Report each line of the data below that contains the word "gray", reproducing every such line in full.

• Working data
------------

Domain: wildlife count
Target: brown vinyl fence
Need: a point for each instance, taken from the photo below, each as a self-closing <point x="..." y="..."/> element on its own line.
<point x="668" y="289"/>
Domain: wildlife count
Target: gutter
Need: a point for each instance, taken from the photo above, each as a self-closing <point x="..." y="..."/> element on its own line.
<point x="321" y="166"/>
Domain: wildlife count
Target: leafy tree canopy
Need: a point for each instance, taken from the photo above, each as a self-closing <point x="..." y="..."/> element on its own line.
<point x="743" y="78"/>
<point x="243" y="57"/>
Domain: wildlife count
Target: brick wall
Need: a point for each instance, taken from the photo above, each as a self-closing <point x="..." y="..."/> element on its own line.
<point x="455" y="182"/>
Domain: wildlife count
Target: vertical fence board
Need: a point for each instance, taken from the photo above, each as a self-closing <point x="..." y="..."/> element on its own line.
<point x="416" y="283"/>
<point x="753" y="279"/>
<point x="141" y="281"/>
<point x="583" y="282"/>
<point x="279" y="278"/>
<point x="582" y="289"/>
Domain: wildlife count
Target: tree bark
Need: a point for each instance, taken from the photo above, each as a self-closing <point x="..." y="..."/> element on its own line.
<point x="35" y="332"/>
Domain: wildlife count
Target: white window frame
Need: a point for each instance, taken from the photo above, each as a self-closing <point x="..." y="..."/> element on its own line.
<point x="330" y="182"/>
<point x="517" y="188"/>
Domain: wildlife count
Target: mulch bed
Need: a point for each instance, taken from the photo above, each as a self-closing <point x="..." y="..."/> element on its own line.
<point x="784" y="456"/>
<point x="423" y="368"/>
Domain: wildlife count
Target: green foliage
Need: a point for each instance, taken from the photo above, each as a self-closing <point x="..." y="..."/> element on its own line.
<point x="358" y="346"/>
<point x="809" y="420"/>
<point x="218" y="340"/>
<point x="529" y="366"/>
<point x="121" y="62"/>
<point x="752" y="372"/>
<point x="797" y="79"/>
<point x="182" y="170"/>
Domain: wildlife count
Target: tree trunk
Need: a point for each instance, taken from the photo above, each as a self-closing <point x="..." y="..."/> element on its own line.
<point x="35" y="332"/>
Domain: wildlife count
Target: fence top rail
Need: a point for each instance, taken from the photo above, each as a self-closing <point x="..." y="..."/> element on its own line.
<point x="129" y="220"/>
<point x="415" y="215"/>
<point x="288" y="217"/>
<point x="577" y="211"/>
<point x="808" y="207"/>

------------

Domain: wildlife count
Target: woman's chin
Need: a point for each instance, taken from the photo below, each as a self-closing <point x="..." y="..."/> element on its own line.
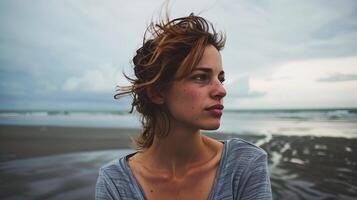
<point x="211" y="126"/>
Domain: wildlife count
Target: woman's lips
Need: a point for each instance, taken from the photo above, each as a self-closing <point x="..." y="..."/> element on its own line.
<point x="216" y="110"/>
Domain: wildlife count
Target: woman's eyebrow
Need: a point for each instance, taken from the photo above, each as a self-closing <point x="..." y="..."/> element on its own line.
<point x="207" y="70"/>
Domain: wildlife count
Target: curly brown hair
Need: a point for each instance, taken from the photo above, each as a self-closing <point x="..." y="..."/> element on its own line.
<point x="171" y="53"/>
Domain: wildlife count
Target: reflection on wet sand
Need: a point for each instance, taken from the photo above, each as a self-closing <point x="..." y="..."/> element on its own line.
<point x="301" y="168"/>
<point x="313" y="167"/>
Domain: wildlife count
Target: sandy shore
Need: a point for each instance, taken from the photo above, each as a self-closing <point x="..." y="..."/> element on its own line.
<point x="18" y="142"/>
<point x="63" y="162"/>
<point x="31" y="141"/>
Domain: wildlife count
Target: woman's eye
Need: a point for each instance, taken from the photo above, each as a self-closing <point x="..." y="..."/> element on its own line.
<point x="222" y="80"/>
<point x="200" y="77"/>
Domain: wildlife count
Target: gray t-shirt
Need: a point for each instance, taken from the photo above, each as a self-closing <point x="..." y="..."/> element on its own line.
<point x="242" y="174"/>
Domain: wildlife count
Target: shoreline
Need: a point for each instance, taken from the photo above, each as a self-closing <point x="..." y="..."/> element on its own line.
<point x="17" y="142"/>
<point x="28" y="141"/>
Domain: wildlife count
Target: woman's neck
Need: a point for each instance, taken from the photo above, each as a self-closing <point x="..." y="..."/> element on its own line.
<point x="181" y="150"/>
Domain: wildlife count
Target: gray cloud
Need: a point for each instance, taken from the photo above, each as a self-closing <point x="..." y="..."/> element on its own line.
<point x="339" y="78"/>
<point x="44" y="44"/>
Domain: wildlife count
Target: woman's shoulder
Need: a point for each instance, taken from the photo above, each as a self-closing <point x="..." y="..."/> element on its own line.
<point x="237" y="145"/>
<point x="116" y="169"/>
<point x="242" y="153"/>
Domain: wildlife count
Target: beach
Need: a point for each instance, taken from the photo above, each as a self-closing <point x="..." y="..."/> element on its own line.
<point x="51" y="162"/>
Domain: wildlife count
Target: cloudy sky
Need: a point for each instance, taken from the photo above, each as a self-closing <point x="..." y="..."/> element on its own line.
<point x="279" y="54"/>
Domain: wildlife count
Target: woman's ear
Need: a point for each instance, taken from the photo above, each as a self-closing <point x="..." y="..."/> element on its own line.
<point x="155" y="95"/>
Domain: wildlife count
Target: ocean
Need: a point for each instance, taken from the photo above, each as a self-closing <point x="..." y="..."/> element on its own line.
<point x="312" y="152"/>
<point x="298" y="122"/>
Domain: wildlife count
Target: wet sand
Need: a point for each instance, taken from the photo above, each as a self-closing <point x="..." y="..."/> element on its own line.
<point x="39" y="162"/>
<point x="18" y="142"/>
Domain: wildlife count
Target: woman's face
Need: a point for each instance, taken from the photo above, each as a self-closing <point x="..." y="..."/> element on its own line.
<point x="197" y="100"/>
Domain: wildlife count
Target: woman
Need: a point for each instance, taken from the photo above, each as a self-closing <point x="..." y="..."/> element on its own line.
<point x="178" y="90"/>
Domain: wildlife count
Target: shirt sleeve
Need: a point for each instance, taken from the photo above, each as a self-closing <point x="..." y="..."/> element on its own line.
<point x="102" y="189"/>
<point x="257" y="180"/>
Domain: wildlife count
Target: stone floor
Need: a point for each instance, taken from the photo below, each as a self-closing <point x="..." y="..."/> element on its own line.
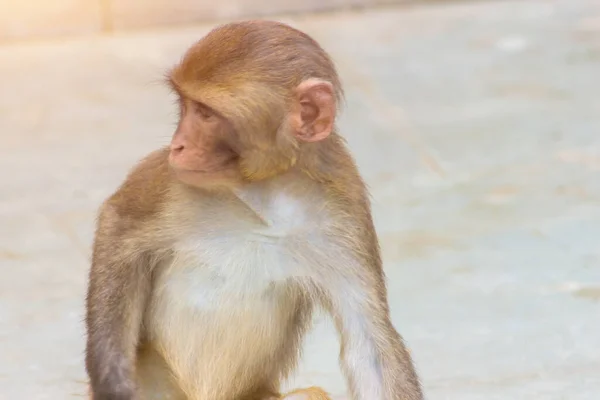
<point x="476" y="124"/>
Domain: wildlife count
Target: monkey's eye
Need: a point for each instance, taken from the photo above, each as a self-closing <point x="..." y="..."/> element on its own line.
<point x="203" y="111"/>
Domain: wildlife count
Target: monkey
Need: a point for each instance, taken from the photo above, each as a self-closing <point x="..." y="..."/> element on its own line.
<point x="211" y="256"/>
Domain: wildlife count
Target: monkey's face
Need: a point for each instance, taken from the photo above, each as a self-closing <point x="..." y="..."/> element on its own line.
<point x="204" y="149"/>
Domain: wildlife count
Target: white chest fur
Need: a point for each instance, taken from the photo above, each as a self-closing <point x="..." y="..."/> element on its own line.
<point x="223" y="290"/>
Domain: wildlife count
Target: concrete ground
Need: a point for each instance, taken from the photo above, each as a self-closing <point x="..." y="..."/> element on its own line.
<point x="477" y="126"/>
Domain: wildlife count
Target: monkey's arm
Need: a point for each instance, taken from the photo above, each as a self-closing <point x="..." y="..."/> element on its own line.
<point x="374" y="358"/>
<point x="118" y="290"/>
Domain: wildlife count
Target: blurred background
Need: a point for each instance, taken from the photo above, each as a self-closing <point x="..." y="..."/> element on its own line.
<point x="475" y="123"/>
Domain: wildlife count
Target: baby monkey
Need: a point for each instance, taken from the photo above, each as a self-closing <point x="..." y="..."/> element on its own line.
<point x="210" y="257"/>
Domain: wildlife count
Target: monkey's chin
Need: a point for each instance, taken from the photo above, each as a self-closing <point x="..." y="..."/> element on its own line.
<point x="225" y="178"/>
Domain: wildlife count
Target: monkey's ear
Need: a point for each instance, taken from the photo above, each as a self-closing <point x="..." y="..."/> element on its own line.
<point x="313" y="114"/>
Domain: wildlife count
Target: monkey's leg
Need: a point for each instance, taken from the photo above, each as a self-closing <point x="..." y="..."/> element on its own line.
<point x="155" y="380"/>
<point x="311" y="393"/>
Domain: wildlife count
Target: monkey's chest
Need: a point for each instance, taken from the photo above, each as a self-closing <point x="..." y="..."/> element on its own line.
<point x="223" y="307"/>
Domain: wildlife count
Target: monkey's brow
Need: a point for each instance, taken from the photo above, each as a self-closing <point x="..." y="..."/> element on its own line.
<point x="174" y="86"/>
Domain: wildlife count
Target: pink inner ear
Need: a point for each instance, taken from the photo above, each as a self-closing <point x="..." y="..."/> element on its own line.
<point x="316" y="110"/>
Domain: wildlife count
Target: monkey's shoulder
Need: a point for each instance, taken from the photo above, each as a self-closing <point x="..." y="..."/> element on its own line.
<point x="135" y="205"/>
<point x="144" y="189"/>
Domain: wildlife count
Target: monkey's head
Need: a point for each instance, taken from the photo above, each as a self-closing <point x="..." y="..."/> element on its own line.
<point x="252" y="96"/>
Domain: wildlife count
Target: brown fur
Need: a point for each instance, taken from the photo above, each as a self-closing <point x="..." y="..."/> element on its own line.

------------

• Finished exercise
Target: gray t-shirt
Target: gray cloud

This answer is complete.